- TEXT TO READ
++++++++
The reasons of Robson J were handed down on 6 August 2014. On 8 August 2014, there being no opposition by any party to the proceeding, Robson J granted the OAAV leave to be heard on the form of the orders to be made arising out of his reasons for judgment. Thereafter, and without opposition, the OAAV remained actively involved in various further hearings including those that were heard by another judge in the Trial Division, Sifris J, which culminated in a judgment handed down on 16 December 2014.[2] In the latter judgment, the Court declared that a meeting conducted on 10 November 2014 was a valid and effective meeting of the Trust despite the absence of a quorum in accordance with s 23(4) of the Act. The Court further declared that various named persons were, as a result, members of the committee of management and that a meeting of the committee should be held on 19 December 2014 to deal with certain business as specified by the order.
[2]Clark & Ors v Framlingham Aboriginal Trust & Anor [2014] VSC 642.
Geoffrey (Possum) Clark-Ugle (‘Clark-Ugle’) was the second defendant in the proceedings before Robson J and Sifris J. Clark-Ugle has sought leave to appeal against the orders made by Sifris J.
++++++++
- WHAT YOU NEED TO DO
(1) In the passage on the Framlingham Aboriginal Trust proceedings, on what date did Sifris J hand down judgment?
(2) Write the next part of the passage on the Framlingham Aboriginal Trust proceedings, starting right after its final sentence.

- SOURCE EXCERPT
++++++++
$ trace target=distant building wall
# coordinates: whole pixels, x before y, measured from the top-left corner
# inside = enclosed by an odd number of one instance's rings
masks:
++++++++
- EXPECTED RESULTS
(1) 16 December 2014

(2)
By application dated 23 March 2015, OAAV applied for an order that
Clark-Ugle comply with r 64.03(2) of the Supreme Court (Civil Appeals Amendments) Rules 2014, by naming the OAAV as a respondent to his application for leave to appeal. Alternatively, the OAAV sought an order that it be added a respondent to the said leave application pursuant to r 9.06 of the Supreme Court (General Civil Procedure) Rules 2005 (‘the Rules’), alternatively an order that the OAAV be permitted to intervene in the leave application pursuant to r 64.10 of the Rules.
The OAAV now seeks to amend its application by substituting the Minister on the basis that the Minister is the responsible entity under the Act, whereas the OAAV is simply an administrative agency within the Department and in fact acted at the direction of the Minister (and her predecessor) when participating in the principal proceedings. We would accede to that application.
The applicant first submits that the Minister (through the OAAV) is a party within the meaning of s 3 of the Supreme Court Act 1986, namely a ‘person… attending any proceeding, whether named on the record or not’. The applicant next submits that the Minister (through the OAAV) is, within the meaning of r 64.03(2) of the Rules, a ‘person who was a party to a proceeding or matter in which the decision in question was made and who is affected by the application for leave to appeal’ and therefore should be named as a respondent to the application for leave.
Clark-Ugle opposes the application and submits that, while the Minister (through the OAAV) may be ‘a party’ within the meaning of the Supreme Court Act 1986, the Minister is not a person ‘affected by the application for leave to appeal’.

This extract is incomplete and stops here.